┌──

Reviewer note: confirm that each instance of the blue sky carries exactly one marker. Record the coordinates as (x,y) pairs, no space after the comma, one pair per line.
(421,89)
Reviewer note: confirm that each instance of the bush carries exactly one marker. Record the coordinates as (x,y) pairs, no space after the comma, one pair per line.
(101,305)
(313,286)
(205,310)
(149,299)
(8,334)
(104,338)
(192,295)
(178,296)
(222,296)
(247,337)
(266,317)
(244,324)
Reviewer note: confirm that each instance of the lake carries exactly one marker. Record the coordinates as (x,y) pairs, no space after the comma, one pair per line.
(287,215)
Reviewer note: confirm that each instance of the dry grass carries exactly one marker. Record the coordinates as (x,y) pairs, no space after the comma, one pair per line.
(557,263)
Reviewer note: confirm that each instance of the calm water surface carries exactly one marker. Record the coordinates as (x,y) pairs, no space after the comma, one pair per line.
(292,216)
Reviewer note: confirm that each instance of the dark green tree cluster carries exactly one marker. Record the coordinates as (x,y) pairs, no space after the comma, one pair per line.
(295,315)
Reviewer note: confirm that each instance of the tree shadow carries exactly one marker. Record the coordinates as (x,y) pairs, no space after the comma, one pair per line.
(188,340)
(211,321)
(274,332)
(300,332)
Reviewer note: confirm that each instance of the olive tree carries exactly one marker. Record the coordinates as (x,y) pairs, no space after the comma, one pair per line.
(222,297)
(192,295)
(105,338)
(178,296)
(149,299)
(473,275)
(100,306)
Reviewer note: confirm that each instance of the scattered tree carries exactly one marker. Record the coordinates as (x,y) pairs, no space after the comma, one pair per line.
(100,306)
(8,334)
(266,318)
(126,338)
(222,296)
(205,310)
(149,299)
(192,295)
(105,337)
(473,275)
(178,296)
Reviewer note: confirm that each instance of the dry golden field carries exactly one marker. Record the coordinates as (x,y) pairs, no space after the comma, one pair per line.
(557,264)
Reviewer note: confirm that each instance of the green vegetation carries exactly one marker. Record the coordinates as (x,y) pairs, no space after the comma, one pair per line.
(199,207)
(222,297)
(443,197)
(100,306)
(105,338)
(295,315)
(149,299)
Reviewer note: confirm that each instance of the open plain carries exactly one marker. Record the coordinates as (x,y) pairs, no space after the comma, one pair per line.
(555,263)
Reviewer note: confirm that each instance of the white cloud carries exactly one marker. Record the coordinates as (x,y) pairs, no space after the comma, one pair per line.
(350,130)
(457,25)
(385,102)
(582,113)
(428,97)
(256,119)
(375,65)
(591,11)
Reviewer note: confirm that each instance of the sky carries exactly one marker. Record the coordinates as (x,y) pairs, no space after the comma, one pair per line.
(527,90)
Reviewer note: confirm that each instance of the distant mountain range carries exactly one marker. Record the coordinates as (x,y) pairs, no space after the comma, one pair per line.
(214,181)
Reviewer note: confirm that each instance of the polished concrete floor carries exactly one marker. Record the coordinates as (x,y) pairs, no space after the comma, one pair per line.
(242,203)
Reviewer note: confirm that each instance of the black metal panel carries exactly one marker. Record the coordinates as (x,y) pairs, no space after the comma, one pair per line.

└──

- [WHAT THE EXERCISE ASKS] The material is to be given again in full and without variation.

- [OUTPUT BELOW]
Reviewer note: confirm that each instance of the blue sky carries exactly one marker. Record the coordinates as (x,y) pairs, no space after the comma, one pair per line.
(421,89)
Reviewer note: confirm that each instance of the bush carries exactly one marker. Record the coordinates as (x,y) pairs, no space after the comma, one pair per line.
(101,305)
(313,286)
(205,310)
(149,299)
(8,334)
(104,338)
(192,295)
(178,296)
(222,296)
(247,337)
(266,317)
(244,324)
Reviewer note: confirm that each instance of the lake carries exactly one marker. Record the coordinates as (x,y) pairs, no space after the comma, one pair per line.
(287,215)
Reviewer note: confirm that each instance of the dry grass carries exactly one marker. Record the coordinates as (x,y) pairs, no space after the comma, one pair per line.
(557,263)
Reviewer note: confirm that each instance of the calm water surface carries exactly one marker. Record the coordinates as (x,y) pairs, no space after the comma, one pair per line.
(292,216)
Reviewer note: confirm that each instance of the dark green tree cluster carries exactly one marker. Record the coordinates as (x,y) pairs, no space after the comma, one pair per line.
(295,315)
Reviewer note: confirm that each instance of the tree shadow carries exactly one marker. Record the coordinates as (x,y) pairs, no space after the comma, one pair per line.
(188,340)
(211,321)
(274,332)
(300,332)
Reviewer note: confirm that each instance of the olive tree carries exactly one marker. Record the coordinates as (x,y) pairs, no space after the comma, one pair per line.
(222,297)
(192,295)
(105,338)
(178,296)
(149,299)
(473,275)
(100,306)
Reviewer note: confirm that each instance of the scattered tree carries exactly one marker. Record the coordinates as (x,y) pairs, no space after the comma, one pair per line.
(100,306)
(8,334)
(266,318)
(126,338)
(222,296)
(205,310)
(149,299)
(192,295)
(105,337)
(473,275)
(178,296)
Reviewer note: confirm that each instance of the dry golden field carries exactly one marker. Record the coordinates as (x,y) pairs, no space after the comma, one pair per line.
(557,264)
Reviewer note: confirm that each instance of the green vegetation carries exactly one marker. Record the coordinates as (x,y) pairs, no space after the comma, one pair per line.
(199,207)
(222,297)
(443,197)
(100,306)
(105,338)
(295,315)
(149,299)
Reviewer note: confirm that each instance of the open plain carries exactly one marker. Record the coordinates as (x,y) pairs, no space after the comma, one pair per line.
(555,263)
Reviewer note: confirm that each instance of the white cloud carries exactly one marker. Record the coordinates as (x,y) pairs, no space after the comma, one pair per line.
(350,130)
(457,25)
(385,102)
(582,113)
(428,97)
(256,119)
(375,65)
(591,11)
Reviewer note: confirm that each instance of the sky carries exactly one marker. Record the coordinates as (x,y) pairs, no space after the comma, one pair per line.
(527,90)
Reviewer note: confirm that each instance of the distant mountain range carries exactly one marker. Record the coordinates as (x,y) pairs, no space after the comma, one pair per line.
(214,181)
Reviewer note: confirm that each instance of the polished concrete floor carries exactly one marker. Record the coordinates as (x,y) pairs, no space after the comma, one pair per line.
(242,203)
Reviewer note: confirm that each instance of the black metal panel carries exactly one marker. Record the coordinates as (x,y) pairs, no space after the comma, one pair per line.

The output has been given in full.